— begin Provided entries —
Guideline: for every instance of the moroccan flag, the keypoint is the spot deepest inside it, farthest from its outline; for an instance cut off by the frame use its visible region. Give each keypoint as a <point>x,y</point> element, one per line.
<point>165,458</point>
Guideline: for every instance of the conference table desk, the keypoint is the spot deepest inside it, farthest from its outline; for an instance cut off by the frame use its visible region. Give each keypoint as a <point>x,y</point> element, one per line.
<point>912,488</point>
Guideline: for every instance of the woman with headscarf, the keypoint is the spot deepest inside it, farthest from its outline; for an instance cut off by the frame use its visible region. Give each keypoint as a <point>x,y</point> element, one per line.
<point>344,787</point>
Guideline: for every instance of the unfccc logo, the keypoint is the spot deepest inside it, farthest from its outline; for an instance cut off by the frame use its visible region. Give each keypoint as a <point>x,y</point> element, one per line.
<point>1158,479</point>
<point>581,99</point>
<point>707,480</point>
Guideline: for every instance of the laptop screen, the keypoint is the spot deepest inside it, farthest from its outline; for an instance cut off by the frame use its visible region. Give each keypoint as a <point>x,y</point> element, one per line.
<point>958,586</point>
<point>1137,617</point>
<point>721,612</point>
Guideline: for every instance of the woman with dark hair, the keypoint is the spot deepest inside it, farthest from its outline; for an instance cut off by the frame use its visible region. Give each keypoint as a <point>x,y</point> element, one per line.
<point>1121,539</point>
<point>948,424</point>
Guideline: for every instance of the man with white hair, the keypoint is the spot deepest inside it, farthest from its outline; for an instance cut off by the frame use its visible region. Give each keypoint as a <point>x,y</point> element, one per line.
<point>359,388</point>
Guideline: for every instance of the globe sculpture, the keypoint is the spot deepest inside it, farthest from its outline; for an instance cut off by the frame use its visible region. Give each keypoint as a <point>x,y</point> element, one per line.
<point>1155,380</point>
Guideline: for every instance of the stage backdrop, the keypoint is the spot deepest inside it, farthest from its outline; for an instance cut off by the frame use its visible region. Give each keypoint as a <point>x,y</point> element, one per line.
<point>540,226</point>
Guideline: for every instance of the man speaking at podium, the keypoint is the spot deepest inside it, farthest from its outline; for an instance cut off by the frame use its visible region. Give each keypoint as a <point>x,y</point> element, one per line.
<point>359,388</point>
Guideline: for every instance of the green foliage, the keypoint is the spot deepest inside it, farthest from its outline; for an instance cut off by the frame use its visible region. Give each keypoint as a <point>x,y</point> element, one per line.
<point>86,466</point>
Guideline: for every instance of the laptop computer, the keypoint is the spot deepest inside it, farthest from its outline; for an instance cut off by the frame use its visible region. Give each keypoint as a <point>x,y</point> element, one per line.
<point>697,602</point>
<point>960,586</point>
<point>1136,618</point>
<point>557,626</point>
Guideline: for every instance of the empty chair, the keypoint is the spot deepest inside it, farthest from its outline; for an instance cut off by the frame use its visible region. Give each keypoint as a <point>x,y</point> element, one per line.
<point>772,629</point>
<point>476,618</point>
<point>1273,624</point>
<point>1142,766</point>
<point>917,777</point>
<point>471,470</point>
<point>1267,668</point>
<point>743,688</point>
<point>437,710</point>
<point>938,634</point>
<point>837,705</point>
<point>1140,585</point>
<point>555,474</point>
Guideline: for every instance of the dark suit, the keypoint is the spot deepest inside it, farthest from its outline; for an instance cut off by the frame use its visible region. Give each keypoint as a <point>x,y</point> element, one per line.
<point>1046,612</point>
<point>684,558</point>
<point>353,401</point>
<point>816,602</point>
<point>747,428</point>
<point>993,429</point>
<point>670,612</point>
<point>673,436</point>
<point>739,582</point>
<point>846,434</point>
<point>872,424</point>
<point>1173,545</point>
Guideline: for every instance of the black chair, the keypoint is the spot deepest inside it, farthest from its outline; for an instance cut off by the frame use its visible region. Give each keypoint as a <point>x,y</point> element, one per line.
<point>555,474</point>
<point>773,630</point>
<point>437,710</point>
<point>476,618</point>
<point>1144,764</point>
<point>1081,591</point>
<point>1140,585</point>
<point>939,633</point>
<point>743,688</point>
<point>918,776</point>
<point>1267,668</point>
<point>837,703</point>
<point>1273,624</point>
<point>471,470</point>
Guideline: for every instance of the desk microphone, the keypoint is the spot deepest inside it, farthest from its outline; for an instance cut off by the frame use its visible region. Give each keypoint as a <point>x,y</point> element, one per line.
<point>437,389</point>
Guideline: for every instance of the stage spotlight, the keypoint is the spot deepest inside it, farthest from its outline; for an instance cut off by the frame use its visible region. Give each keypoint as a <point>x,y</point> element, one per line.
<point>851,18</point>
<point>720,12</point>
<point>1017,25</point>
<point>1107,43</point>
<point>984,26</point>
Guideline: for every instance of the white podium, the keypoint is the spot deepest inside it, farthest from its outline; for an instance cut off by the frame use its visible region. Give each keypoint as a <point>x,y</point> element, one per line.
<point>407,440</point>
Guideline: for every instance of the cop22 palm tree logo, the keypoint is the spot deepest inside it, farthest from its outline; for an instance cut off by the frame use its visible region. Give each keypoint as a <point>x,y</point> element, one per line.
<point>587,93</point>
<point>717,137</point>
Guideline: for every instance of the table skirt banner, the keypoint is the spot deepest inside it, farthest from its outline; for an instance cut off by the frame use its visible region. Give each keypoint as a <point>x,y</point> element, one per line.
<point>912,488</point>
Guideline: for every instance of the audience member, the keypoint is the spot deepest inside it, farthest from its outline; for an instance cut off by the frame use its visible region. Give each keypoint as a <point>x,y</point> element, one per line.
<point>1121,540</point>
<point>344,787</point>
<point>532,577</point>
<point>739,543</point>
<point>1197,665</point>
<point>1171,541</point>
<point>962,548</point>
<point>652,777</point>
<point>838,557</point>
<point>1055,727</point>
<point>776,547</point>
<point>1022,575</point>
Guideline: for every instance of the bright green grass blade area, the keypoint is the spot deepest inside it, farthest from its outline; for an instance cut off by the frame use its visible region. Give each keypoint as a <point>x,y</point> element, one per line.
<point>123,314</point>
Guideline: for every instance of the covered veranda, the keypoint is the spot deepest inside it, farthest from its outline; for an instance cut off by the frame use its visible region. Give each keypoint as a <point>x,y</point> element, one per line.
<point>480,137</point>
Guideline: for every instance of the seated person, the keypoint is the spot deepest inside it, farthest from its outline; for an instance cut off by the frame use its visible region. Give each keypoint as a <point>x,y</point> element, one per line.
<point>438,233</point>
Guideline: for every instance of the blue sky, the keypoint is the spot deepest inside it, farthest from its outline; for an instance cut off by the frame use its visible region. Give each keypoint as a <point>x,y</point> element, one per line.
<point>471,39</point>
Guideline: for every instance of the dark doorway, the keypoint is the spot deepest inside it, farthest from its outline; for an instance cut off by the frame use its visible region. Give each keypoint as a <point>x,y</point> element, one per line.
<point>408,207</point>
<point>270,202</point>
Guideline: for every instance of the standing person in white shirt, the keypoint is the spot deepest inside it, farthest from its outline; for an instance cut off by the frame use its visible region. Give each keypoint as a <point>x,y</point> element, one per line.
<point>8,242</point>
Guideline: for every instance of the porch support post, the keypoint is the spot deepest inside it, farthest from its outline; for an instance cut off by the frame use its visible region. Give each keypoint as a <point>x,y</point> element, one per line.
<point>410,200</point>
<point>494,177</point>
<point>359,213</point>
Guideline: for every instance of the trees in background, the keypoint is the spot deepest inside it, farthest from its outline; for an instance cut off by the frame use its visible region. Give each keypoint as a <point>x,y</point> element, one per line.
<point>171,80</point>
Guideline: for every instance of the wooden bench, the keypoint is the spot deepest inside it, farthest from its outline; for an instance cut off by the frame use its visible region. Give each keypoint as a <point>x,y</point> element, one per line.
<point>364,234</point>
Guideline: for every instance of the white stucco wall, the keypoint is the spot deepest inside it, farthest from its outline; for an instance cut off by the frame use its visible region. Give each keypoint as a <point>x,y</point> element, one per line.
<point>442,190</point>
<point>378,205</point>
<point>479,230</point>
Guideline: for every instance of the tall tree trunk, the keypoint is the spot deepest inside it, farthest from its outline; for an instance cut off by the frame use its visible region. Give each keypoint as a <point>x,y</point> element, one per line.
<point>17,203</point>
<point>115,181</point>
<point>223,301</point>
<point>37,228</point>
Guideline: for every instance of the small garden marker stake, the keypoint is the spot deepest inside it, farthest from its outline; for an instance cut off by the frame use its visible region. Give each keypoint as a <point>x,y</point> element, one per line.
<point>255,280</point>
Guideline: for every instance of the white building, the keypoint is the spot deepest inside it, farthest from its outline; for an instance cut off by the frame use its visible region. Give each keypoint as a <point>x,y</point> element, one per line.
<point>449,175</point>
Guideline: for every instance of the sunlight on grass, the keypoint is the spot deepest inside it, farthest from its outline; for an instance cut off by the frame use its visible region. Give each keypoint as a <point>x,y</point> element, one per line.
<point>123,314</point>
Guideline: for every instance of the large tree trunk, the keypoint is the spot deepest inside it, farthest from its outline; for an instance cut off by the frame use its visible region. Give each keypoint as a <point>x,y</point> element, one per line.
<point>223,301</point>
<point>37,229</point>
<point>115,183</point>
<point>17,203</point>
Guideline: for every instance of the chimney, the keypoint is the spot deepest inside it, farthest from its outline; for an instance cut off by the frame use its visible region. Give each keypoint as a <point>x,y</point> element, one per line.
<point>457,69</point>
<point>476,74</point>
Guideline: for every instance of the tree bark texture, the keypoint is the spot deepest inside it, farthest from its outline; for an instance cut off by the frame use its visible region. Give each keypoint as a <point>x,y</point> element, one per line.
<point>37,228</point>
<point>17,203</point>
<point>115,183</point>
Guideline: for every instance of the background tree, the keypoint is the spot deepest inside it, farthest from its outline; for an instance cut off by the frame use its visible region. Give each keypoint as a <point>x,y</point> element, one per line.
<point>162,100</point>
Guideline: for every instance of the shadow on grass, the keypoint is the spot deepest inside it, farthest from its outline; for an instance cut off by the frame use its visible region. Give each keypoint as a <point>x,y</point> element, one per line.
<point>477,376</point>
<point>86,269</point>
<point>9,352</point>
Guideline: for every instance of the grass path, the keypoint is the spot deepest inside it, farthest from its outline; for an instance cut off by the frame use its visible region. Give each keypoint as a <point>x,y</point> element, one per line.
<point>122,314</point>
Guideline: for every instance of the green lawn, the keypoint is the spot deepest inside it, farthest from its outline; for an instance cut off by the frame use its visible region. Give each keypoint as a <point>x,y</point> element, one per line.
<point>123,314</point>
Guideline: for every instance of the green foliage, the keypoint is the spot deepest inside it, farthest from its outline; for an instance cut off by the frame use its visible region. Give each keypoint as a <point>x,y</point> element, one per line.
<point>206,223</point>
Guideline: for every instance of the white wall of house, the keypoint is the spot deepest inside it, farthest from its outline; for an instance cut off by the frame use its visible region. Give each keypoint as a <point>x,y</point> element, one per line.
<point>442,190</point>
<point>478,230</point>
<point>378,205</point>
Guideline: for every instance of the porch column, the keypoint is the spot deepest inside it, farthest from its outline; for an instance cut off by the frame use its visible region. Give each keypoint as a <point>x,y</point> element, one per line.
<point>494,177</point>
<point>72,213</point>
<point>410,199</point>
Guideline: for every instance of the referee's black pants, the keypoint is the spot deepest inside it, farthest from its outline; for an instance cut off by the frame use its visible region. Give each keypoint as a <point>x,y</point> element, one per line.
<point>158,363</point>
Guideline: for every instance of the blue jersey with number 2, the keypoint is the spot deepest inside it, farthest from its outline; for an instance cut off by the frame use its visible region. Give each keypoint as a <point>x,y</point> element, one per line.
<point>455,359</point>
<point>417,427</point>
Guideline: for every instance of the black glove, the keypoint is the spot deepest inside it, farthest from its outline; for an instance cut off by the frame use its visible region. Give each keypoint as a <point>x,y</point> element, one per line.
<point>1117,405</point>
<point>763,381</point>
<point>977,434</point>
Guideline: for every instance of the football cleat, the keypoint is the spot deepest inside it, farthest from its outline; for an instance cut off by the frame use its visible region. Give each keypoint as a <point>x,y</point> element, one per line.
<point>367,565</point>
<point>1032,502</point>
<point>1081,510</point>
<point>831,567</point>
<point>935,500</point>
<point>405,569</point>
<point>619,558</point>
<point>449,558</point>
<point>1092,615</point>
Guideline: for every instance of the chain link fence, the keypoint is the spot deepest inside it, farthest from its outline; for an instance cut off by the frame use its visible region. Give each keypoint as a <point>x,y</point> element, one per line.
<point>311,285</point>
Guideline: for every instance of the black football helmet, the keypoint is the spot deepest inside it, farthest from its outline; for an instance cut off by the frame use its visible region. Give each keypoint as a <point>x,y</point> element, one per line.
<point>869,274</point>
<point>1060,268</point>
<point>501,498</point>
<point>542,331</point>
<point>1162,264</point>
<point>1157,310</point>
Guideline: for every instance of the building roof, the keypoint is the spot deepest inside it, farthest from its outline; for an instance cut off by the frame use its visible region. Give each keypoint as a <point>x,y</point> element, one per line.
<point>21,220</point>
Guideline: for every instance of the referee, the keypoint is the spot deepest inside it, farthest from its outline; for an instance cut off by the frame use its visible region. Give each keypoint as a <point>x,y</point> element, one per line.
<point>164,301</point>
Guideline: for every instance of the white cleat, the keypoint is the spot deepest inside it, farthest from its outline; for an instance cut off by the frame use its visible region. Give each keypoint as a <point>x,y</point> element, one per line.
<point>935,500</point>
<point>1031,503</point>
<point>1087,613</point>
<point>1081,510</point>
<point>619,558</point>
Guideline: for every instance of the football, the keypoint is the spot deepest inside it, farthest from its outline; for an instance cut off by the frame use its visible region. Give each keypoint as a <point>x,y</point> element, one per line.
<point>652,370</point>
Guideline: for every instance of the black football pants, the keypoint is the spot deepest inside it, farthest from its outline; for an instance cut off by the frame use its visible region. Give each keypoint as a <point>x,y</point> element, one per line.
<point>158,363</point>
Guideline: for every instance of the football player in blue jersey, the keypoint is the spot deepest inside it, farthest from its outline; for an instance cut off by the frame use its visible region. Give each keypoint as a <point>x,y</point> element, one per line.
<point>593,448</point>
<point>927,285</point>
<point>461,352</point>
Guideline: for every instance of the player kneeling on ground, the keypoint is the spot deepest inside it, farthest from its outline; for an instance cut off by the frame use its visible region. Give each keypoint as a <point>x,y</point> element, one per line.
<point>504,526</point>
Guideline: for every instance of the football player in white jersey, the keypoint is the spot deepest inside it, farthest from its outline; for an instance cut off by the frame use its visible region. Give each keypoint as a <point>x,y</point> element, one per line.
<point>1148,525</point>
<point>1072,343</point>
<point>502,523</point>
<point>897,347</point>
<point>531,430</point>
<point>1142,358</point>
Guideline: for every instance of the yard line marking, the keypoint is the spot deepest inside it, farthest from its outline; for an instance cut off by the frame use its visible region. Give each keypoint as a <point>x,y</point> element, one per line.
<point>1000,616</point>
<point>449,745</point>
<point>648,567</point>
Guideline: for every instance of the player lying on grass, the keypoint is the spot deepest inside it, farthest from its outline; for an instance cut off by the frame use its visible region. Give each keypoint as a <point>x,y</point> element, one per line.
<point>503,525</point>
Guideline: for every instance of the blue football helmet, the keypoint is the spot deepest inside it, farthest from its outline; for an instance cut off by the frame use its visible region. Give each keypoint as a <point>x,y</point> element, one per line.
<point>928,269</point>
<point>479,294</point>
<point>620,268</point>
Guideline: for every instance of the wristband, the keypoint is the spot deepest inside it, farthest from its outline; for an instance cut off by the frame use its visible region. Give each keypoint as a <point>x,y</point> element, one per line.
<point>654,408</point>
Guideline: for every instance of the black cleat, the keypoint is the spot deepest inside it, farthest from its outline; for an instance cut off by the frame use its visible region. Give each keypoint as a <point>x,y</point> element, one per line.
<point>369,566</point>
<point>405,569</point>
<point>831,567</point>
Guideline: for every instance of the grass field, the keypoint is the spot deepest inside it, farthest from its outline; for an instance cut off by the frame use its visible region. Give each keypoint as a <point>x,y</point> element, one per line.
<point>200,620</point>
— end Provided entries —
— Exercise prompt —
Turn the material above, from the line containing "Guideline: for every instance of the man speaking" down to the line containing "<point>557,626</point>", into a Markdown table with the columns No. and Text. Put one line per row with its number, and leave out blank lines.

— Result —
| No. | Text |
|---|---|
| 1 | Guideline: for every instance of the man speaking at podium, the keypoint is the spot deepest inside it, farthest from its outline; for an instance cut off by the frame use its visible region. Give each keypoint as a <point>x,y</point> element, one per line. |
| 2 | <point>359,388</point> |
| 3 | Guideline: for every instance of the green foliage, the keypoint is the spot deepest inside it, farthest from its outline; for an instance cut off by the frame use its visible region. Give each keypoint as a <point>x,y</point> element, one per line. |
| 4 | <point>86,466</point> |
| 5 | Guideline: for every instance of the laptop computer, the keypoint is the spot deepest inside it, farthest from its outline; for an instance cut off by the frame use its visible region. Give each keypoint as a <point>x,y</point> element, one per line. |
| 6 | <point>697,602</point> |
| 7 | <point>960,586</point> |
| 8 | <point>1136,618</point> |
| 9 | <point>557,626</point> |